Task to carry out. Lift out, unaltered, the lines of the material below between the line holding "<point>103,171</point>" and the line holding "<point>383,145</point>", counting both.

Data listing.
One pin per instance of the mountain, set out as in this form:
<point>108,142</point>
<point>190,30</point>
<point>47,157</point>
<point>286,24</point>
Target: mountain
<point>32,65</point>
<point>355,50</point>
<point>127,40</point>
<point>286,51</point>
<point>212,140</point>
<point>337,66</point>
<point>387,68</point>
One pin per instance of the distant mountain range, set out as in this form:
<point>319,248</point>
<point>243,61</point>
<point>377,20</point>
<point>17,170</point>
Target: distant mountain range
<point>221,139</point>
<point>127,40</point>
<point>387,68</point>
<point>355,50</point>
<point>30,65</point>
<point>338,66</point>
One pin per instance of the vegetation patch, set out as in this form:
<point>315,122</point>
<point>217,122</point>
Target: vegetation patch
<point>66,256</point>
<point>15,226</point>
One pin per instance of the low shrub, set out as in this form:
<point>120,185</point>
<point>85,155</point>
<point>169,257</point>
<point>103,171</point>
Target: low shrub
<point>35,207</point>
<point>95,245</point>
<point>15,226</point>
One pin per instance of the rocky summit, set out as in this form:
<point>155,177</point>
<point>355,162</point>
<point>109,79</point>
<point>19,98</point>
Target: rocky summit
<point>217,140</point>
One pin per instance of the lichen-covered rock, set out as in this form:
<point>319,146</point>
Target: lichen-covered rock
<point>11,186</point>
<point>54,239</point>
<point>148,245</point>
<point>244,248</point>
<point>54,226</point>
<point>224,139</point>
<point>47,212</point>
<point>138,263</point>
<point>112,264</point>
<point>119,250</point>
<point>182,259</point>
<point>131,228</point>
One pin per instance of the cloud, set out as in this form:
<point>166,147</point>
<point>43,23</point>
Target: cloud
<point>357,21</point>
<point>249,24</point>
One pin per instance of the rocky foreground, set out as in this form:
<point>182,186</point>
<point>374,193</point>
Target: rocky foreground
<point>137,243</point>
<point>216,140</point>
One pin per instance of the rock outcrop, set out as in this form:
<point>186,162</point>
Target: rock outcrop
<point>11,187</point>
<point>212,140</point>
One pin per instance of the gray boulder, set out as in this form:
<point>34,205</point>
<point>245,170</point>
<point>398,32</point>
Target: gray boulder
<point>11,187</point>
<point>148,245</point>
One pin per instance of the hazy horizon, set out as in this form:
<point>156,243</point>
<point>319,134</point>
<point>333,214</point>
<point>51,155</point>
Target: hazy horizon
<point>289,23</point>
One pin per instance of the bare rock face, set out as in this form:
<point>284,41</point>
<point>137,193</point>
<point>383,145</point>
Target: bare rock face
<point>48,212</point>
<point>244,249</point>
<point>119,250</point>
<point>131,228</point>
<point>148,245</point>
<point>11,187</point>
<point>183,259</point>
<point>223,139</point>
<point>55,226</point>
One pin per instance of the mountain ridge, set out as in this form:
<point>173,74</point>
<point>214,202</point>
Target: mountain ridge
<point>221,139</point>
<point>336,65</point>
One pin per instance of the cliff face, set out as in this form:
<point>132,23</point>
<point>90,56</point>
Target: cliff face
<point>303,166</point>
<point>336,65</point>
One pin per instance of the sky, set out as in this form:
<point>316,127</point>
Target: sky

Problem solution.
<point>103,171</point>
Target: low shrub
<point>35,207</point>
<point>95,245</point>
<point>15,226</point>
One pin per instance of the rocky summit, set out as in this form:
<point>155,177</point>
<point>355,162</point>
<point>109,79</point>
<point>19,98</point>
Target: rocky summit
<point>217,140</point>
One pin per instance of the lichen-covered rock, set out as in this form:
<point>319,146</point>
Target: lichen-covered rock
<point>11,186</point>
<point>54,239</point>
<point>148,245</point>
<point>244,248</point>
<point>54,226</point>
<point>224,139</point>
<point>47,212</point>
<point>138,263</point>
<point>112,264</point>
<point>119,250</point>
<point>182,259</point>
<point>131,228</point>
One pin per instance of the cloud, set out as in this form:
<point>166,147</point>
<point>43,23</point>
Target: cloud
<point>357,21</point>
<point>249,24</point>
One pin per instance of the rocky foreground, set out as in this form:
<point>182,186</point>
<point>374,193</point>
Target: rocky foreground
<point>137,243</point>
<point>216,140</point>
One pin per instance of the rock outcrop, set out as in this form:
<point>186,162</point>
Target: rock outcrop
<point>11,187</point>
<point>212,140</point>
One pin per instance of the gray boulder, set out as in this form:
<point>34,205</point>
<point>245,170</point>
<point>398,32</point>
Target: gray boulder
<point>11,187</point>
<point>148,245</point>
One pin per instance of the hazy horizon, set out as in this form:
<point>156,243</point>
<point>319,134</point>
<point>333,214</point>
<point>51,155</point>
Target: hazy horizon
<point>289,23</point>
One pin per instance of the bare rock face, set out as in this form:
<point>284,41</point>
<point>137,193</point>
<point>383,145</point>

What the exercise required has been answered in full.